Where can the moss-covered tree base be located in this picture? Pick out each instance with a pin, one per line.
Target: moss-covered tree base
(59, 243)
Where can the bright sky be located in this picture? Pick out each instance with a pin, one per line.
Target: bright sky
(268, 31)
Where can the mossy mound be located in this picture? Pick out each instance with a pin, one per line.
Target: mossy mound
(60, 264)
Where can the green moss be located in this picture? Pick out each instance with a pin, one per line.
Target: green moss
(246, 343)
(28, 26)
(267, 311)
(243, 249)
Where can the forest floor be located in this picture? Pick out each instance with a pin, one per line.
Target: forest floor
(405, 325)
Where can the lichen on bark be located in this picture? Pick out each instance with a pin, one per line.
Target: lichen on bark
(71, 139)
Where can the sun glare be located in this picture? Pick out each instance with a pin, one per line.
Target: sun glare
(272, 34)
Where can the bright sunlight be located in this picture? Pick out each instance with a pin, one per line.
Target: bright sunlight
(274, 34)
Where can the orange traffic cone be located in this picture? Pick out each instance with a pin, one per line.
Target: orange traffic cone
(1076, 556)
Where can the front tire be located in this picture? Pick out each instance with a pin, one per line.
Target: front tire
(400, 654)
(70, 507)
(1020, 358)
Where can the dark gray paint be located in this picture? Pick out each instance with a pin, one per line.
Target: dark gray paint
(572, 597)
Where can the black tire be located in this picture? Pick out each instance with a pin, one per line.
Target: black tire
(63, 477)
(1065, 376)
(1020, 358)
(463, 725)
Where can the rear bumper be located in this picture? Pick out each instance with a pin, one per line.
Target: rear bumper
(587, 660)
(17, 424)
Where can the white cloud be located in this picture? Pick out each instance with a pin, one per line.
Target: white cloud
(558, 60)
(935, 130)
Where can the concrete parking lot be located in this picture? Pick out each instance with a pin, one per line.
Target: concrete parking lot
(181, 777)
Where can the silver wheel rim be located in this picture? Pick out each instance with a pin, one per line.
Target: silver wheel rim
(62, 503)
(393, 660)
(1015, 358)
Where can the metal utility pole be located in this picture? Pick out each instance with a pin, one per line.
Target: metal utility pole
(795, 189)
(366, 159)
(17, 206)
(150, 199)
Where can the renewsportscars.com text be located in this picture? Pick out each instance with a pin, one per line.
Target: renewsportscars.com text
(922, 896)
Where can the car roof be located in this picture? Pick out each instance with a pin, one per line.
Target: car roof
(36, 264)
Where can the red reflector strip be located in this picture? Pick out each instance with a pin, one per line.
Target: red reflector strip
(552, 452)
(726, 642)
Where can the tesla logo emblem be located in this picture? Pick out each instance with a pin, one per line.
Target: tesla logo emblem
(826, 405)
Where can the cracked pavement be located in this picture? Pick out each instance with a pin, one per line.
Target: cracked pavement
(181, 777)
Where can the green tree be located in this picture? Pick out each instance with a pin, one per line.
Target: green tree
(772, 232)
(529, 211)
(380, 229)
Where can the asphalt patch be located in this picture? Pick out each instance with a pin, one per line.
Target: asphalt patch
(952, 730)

________________________________________

**Work to be completed:** From the line with "Where can the red" to the last line of the material, give every line again exactly, and only those lines.

**Full output:**
Where can the red reflector strip be located in this picture? Pick out each instance with a pin, one per line.
Target: red reflector strip
(552, 452)
(726, 642)
Where can the tesla logo emblem be located in this picture? Pick out each instance with a pin, one per line.
Target: tesla logo emblem
(826, 405)
Where can the cracked pavement be located in this picture? Pick out each instance with a pin, one per line.
Target: cracked pavement
(181, 777)
Where can the green tree be located in this picture? Pick out each instance with a pin, one per line.
Target: green tree
(772, 232)
(529, 211)
(380, 229)
Where can the asphalt patch be located in this picture? Pick out each instance with a pin, one per line.
Target: asphalt patch
(952, 730)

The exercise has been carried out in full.